> [EXTRACT]
Abstract

Broiler and leghorn chickens show an extreme difference in ingestive and reproductive behavior. As neuropeptide Y (NPY) influences both behaviors the goal of this study was to elucidate the distribution, expression and affinity of NPY binding sites in broiler and leghorn chicken brain. By means of in vitro autoradiography, sections of chicken brains were incubated with 3H-NPY as tracer and NPY as displacer. Scatchard analysis revealed a curvilinear plot suggesting two subtypes of the NPY binding site in the chicken brain, a high affinity one ( K D = 2–4 nM) and one with a lower affinity ( K D = 18–24 nM). Binding sites for NPY are localized with high density in the different subdivisions of the neostriatum and the hyperstriatum, the cerebellum, the nucleus septalis lateralis and medialis, the nucleus ruber and the nucleus tractus solitarii. A lower density of NPY binding sites was found in the different subdivisions of the striatum, the nucleus mesencephalicus lateralis pars dorsalis, the paleostriatum, the archistriatum intermedium pars ventralis, the nucleus geniculatus lateralis, the nucleus taeniae, the locus ceruleus, the nucleus rotondus, the nucleus habenularis medialis, the nucleus dorsomedialis anterior (rostralis) thalami, the pituitary and the area of the hypothalamus with its nuclei such as the nucleus paraventricularis magnocellularis and the nucleus preopticus medialis. Comparison of the localization of NPY binding sites in the brains of broilers and leghorns showed no differences but the density of both receptor types is two to three times higher in broilers than in leghorns.

> [GIVEN DATA]
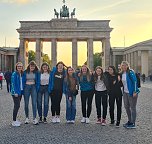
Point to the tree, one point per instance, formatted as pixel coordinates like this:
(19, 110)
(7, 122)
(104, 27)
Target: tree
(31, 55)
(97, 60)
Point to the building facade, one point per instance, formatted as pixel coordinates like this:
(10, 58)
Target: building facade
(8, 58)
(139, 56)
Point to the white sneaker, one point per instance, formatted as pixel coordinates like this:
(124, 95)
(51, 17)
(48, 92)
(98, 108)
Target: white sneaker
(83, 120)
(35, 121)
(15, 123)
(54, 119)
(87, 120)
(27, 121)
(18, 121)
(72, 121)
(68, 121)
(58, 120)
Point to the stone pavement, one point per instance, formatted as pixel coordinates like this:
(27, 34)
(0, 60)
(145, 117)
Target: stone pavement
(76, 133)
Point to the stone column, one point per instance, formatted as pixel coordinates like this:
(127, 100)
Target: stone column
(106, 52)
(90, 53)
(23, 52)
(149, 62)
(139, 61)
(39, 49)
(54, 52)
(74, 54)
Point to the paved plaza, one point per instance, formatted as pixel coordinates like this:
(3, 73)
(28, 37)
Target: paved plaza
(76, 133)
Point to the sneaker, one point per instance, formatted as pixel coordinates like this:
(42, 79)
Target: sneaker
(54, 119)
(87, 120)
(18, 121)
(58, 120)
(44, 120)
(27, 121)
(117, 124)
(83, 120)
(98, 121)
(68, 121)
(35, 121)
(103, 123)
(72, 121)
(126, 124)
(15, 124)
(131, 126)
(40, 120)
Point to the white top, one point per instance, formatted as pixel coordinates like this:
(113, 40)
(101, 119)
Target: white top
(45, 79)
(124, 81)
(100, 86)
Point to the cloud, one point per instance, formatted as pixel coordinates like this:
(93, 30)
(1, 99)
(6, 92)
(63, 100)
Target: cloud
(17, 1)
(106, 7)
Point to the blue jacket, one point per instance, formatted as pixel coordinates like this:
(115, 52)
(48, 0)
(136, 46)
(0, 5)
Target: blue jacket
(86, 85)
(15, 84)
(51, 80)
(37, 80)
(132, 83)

==

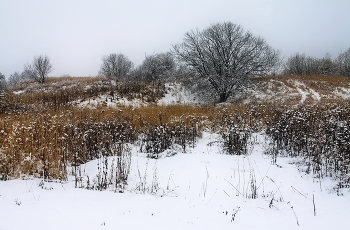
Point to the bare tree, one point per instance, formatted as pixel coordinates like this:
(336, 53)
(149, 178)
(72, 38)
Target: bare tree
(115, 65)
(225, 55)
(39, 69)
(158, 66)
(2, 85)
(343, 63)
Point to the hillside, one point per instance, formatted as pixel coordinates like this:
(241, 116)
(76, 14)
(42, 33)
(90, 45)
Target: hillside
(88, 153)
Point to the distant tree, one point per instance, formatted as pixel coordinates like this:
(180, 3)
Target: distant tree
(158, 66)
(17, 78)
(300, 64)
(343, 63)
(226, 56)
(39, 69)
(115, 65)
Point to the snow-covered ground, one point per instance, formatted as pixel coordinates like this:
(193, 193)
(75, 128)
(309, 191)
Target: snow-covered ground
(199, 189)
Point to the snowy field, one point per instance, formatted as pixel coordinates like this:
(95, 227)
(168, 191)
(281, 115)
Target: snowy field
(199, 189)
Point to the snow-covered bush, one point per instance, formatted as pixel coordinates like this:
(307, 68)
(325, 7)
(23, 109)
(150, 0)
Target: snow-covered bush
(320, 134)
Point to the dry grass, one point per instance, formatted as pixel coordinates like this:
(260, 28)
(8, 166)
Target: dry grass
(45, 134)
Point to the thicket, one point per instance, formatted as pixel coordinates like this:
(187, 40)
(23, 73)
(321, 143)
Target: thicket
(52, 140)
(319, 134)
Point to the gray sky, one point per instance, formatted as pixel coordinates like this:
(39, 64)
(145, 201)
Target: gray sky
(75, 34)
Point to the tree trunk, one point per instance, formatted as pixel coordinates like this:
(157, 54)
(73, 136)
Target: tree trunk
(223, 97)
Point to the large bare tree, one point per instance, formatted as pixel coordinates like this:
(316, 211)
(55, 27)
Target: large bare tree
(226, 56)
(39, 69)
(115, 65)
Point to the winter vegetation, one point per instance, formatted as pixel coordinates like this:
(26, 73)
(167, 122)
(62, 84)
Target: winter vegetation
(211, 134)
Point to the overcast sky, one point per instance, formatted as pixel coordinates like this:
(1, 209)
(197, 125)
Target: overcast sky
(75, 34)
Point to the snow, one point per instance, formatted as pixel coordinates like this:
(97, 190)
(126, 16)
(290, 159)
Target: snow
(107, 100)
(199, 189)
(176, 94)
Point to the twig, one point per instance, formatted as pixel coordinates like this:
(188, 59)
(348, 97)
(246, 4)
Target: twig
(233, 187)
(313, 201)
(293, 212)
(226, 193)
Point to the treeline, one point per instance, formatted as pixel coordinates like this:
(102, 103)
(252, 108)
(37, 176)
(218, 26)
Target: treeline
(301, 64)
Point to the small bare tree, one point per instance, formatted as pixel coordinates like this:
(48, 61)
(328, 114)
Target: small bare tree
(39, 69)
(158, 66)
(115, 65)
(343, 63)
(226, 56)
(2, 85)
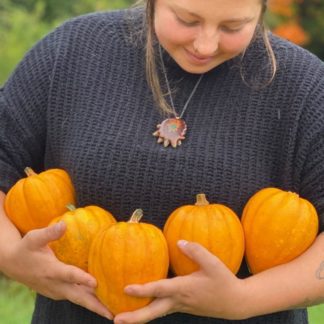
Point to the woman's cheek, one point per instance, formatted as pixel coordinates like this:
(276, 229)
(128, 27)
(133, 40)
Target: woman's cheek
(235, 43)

> [ASSIGNMENT 1]
Answer these questions using the abstract on NPY binding sites in chicken brain.
(a) What substance was used as the tracer when the brain sections were incubated?
(b) What dissociation constant range is given for the lower-affinity binding site?
(c) How much higher is the density of both receptor types in broilers than in leghorns?
> [ASSIGNMENT 2]
Translate this sentence from the abstract on NPY binding sites into Spanish: "By means of in vitro autoradiography, sections of chicken brains were incubated with 3H-NPY as tracer and NPY as displacer."

> [REPLY 1]
(a) 3H-NPY
(b) K D = 18–24 nM
(c) Two to three times higher

> [REPLY 2]
Mediante autorradiografía in vitro, se incubaron secciones de cerebros de pollo con 3H-NPY como trazador y NPY como desplazador.